• WHAT TO WORK ON: Begin the copy at the line containing "Query: glass base" in the data below and end it at the line containing "For every instance of the white cloud, the", keeping each line exact and leaving out pictures.

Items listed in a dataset
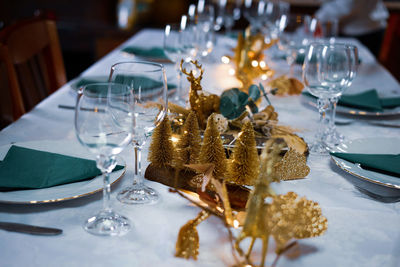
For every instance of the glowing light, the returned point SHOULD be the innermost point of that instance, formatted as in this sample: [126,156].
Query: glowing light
[174,139]
[225,59]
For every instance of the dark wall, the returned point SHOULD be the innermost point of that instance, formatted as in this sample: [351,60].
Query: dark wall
[88,28]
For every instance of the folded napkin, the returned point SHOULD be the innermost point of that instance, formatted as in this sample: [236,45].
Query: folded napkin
[145,82]
[24,168]
[153,52]
[383,163]
[367,100]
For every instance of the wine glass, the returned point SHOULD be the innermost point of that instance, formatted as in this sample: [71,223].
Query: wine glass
[333,137]
[204,29]
[104,122]
[254,12]
[326,73]
[296,32]
[272,16]
[173,48]
[149,84]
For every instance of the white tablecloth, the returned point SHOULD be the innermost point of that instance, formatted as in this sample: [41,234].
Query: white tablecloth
[361,232]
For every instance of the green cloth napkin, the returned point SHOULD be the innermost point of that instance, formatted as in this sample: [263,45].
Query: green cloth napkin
[384,163]
[153,52]
[367,100]
[145,82]
[24,168]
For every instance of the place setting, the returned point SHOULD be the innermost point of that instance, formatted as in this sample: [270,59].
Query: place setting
[161,144]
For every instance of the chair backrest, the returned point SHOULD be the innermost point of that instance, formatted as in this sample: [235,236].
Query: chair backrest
[31,53]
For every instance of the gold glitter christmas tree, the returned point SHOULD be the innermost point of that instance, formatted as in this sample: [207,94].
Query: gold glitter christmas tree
[212,150]
[244,166]
[292,166]
[161,151]
[189,144]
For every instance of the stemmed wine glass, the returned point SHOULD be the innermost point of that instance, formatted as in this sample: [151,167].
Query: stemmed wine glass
[104,123]
[333,137]
[149,84]
[326,73]
[296,32]
[254,12]
[179,44]
[205,25]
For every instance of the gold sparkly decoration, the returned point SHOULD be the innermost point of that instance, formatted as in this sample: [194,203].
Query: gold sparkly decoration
[286,86]
[292,166]
[187,245]
[203,105]
[255,225]
[292,140]
[244,166]
[212,150]
[161,151]
[249,58]
[205,176]
[290,216]
[189,144]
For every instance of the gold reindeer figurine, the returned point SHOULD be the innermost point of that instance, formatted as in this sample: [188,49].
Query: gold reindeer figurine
[203,105]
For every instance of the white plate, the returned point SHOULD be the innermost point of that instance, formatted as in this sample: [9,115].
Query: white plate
[354,111]
[373,182]
[61,192]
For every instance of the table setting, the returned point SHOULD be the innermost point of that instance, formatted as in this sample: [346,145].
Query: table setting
[187,147]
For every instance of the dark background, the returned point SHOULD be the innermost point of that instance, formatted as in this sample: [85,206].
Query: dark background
[88,28]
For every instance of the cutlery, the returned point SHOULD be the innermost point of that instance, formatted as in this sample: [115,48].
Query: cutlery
[29,229]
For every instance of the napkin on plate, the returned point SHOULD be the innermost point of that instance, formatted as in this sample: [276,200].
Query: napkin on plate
[153,52]
[145,82]
[383,163]
[24,168]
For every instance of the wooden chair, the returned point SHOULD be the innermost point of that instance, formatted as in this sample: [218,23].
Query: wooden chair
[31,56]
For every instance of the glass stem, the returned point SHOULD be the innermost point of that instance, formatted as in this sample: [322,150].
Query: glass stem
[332,116]
[179,85]
[106,165]
[322,108]
[138,181]
[106,191]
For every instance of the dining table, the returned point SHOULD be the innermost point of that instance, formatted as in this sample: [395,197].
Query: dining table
[363,228]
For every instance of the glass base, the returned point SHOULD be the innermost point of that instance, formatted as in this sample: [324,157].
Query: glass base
[138,195]
[107,223]
[334,138]
[319,148]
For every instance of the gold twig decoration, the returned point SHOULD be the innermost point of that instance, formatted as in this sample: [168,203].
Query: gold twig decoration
[187,245]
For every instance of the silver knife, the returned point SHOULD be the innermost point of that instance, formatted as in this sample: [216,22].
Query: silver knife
[29,229]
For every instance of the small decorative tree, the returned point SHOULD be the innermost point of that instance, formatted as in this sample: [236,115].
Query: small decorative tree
[161,151]
[244,167]
[212,150]
[189,144]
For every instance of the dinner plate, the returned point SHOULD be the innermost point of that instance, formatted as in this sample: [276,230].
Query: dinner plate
[60,192]
[312,101]
[371,182]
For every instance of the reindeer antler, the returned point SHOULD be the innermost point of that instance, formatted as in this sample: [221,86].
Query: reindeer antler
[190,74]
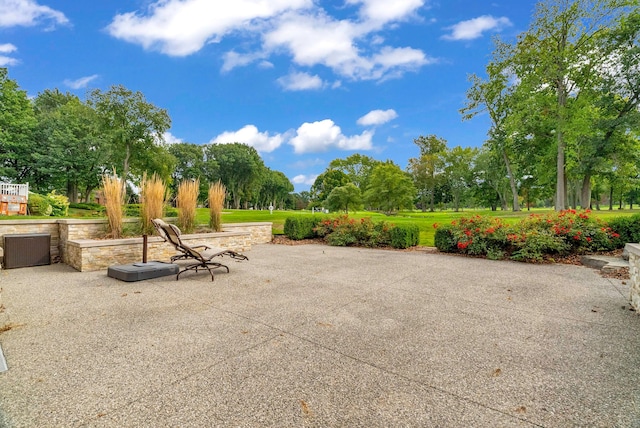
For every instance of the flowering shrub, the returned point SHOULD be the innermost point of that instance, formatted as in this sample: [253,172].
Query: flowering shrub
[535,236]
[344,231]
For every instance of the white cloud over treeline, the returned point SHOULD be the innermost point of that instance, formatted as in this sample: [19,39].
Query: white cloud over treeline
[303,30]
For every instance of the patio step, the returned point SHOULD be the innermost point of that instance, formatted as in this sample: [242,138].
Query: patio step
[605,263]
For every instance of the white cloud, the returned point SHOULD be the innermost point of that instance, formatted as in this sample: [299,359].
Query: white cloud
[473,28]
[233,59]
[250,135]
[324,135]
[308,163]
[28,13]
[304,179]
[318,39]
[300,82]
[82,82]
[7,48]
[386,10]
[298,28]
[169,138]
[6,60]
[183,27]
[377,117]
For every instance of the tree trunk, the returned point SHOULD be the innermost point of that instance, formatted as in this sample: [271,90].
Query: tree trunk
[512,181]
[585,194]
[611,198]
[125,170]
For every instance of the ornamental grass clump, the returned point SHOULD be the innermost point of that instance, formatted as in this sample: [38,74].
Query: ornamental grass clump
[217,194]
[187,201]
[152,197]
[114,201]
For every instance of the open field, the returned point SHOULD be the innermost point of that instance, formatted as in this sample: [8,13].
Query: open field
[425,220]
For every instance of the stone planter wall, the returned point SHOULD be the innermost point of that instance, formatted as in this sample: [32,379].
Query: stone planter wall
[72,241]
[634,273]
[90,254]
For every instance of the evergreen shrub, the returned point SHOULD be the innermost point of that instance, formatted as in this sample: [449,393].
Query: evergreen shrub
[404,235]
[39,204]
[298,228]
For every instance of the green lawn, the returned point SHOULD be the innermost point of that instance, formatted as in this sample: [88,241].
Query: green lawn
[424,220]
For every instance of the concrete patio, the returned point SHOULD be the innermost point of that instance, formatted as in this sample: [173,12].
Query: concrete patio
[318,336]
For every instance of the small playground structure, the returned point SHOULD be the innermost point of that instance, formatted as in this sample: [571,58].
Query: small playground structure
[13,199]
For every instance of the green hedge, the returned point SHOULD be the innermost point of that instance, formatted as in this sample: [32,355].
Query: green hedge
[298,228]
[405,235]
[39,204]
[444,239]
[534,238]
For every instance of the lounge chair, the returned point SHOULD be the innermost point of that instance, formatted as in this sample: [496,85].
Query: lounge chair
[201,255]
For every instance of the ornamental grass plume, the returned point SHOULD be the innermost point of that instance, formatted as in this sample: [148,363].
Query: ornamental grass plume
[217,194]
[152,198]
[114,203]
[187,200]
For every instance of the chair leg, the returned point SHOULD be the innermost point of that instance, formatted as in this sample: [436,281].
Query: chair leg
[210,266]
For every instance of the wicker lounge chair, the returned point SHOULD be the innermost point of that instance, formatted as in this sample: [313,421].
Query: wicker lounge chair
[201,255]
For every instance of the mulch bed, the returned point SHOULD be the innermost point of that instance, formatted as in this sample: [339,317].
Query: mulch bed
[573,259]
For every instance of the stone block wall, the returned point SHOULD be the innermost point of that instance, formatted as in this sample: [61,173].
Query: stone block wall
[634,272]
[88,254]
[72,241]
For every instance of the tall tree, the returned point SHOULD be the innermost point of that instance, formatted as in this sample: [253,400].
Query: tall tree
[325,183]
[343,197]
[459,173]
[190,165]
[240,168]
[390,188]
[427,169]
[614,99]
[275,189]
[72,152]
[559,52]
[357,167]
[494,96]
[17,123]
[133,126]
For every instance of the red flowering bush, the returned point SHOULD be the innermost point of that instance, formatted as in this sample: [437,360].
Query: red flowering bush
[532,238]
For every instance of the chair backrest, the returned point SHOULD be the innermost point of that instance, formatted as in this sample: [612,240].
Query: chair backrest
[171,233]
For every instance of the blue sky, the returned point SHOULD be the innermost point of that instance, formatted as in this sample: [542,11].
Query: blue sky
[302,81]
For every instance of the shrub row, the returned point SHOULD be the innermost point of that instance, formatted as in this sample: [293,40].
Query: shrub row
[48,205]
[345,231]
[298,228]
[531,239]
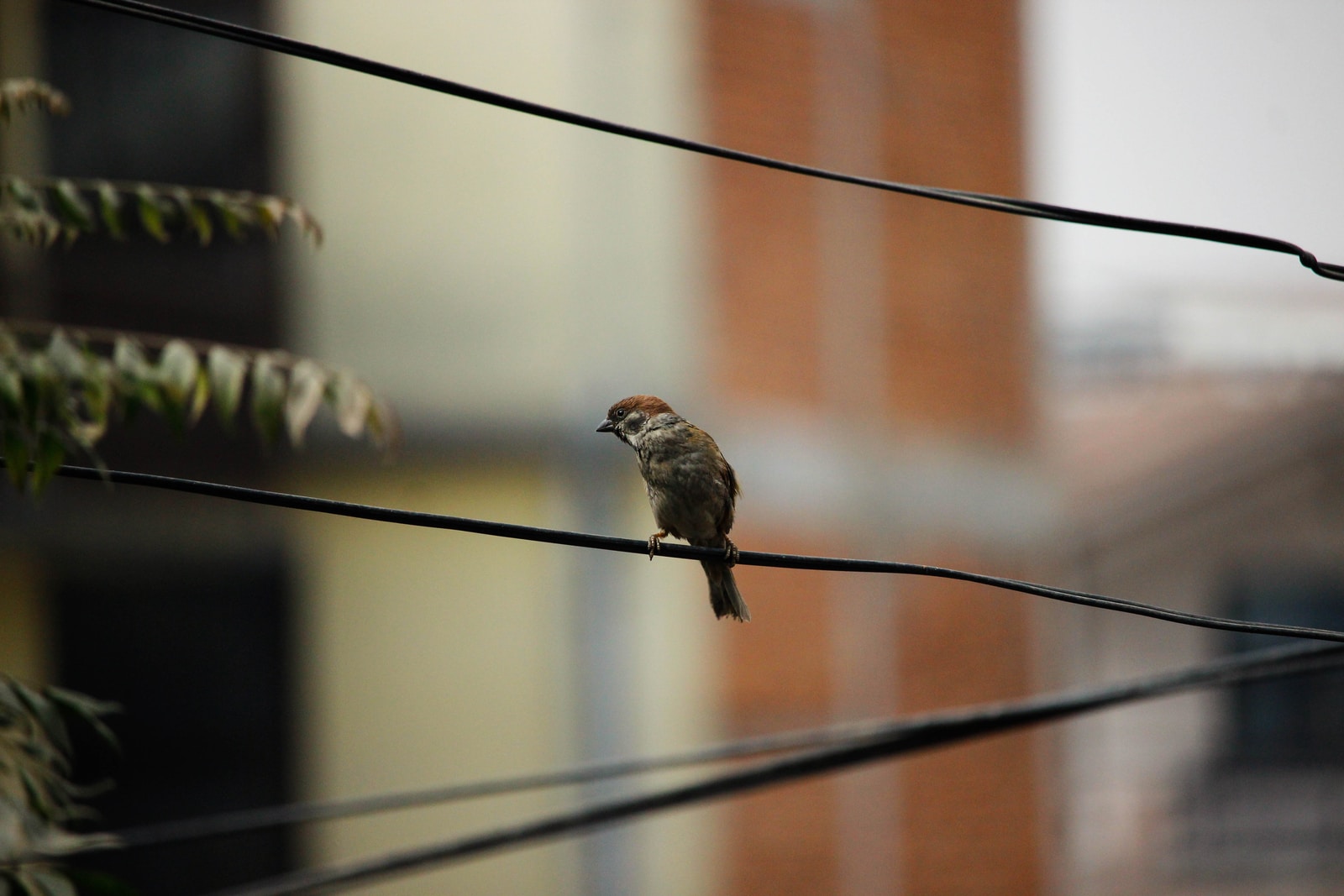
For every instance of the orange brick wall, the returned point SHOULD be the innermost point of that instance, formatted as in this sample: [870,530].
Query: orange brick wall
[958,359]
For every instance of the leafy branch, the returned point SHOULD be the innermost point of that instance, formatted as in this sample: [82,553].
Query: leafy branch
[38,797]
[44,210]
[19,94]
[60,391]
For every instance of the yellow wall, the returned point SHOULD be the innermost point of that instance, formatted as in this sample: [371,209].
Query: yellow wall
[24,621]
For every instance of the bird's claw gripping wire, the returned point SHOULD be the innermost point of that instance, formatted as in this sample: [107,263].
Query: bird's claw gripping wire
[656,542]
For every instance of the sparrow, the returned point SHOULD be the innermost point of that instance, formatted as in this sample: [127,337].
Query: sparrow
[691,488]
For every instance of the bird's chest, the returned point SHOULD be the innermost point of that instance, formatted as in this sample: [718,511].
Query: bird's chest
[680,483]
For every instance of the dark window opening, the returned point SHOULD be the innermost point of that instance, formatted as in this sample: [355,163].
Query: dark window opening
[195,652]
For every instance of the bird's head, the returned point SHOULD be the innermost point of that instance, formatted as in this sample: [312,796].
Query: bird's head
[631,418]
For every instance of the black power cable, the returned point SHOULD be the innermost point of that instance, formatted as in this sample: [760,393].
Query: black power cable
[897,739]
[683,551]
[990,202]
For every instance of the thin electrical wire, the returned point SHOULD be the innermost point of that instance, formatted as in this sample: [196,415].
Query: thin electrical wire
[249,820]
[990,202]
[900,738]
[683,551]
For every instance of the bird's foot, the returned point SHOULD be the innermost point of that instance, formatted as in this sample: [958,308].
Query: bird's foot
[656,542]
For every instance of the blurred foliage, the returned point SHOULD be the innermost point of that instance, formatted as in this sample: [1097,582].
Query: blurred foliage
[60,391]
[38,797]
[45,210]
[19,94]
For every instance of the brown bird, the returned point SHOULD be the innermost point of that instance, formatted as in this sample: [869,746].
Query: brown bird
[691,488]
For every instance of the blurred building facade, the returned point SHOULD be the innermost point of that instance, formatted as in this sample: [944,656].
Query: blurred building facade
[867,362]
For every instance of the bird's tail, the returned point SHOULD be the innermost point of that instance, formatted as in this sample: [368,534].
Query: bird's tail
[723,591]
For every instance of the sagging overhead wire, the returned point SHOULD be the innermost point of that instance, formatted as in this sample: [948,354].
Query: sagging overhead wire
[1007,204]
[249,820]
[687,553]
[897,739]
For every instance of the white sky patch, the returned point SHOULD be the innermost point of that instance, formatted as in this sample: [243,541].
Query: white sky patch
[1206,112]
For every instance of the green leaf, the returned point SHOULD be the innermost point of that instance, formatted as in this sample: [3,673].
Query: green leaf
[109,210]
[151,212]
[18,94]
[87,710]
[178,369]
[129,359]
[235,215]
[176,376]
[51,883]
[11,394]
[51,454]
[42,710]
[24,194]
[307,385]
[71,207]
[268,398]
[17,454]
[69,360]
[353,401]
[228,369]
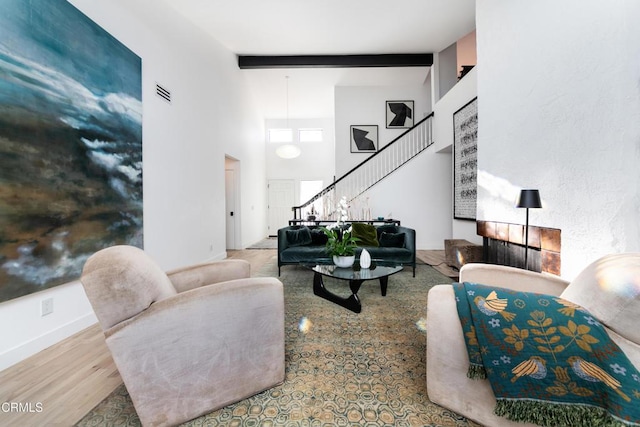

• WRITTEN RESPONSE:
Query: glass base
[138,195]
[107,223]
[334,138]
[319,148]
For every instance of the gold twig decoration, the returned point SHOULD be the innermost point of that instance, formatted as in this sample: [168,203].
Query: gold twig decoration
[187,245]
For every instance of the silver knife, the returned point SHOULD be the innermost point of that instance, formatted as in this sample: [216,22].
Query: silver knife
[29,229]
For every instance of the small decorative tree, the returned point SHOULD be the innermost point of that instance, formatted as in this sample: [236,115].
Query: small decorative tree
[161,151]
[244,167]
[212,150]
[189,144]
For every instance of the dinner plate, the returned point SHOULD be the innermost point of that instance, formatted as in this sample: [276,230].
Query: dinner plate
[60,192]
[312,101]
[371,182]
For every instance of the reindeer antler, the returned point SHOULD be the innermost point of that instance, formatted as in this sample: [221,86].
Query: reindeer antler
[190,74]
For every instance of the flowering shrub, the returned point SHOULD be the innermost point of that instance, formatted as in this sample: [253,172].
Query: flowering shrub
[535,236]
[344,231]
For every instance of the white cloud over treeline, the returned point SHOULD be the innermost point of that instance, formatted as in this sample: [19,39].
Query: white cloud over treeline
[303,30]
For every instance of the patio step, the returned point SHOULD be the innermost point of that instance, formatted as in this sample: [242,138].
Query: patio step
[605,263]
For every instance of the white cloud, the returned point SHOULD be the innermost point of that instance, formatted as in this sample: [299,359].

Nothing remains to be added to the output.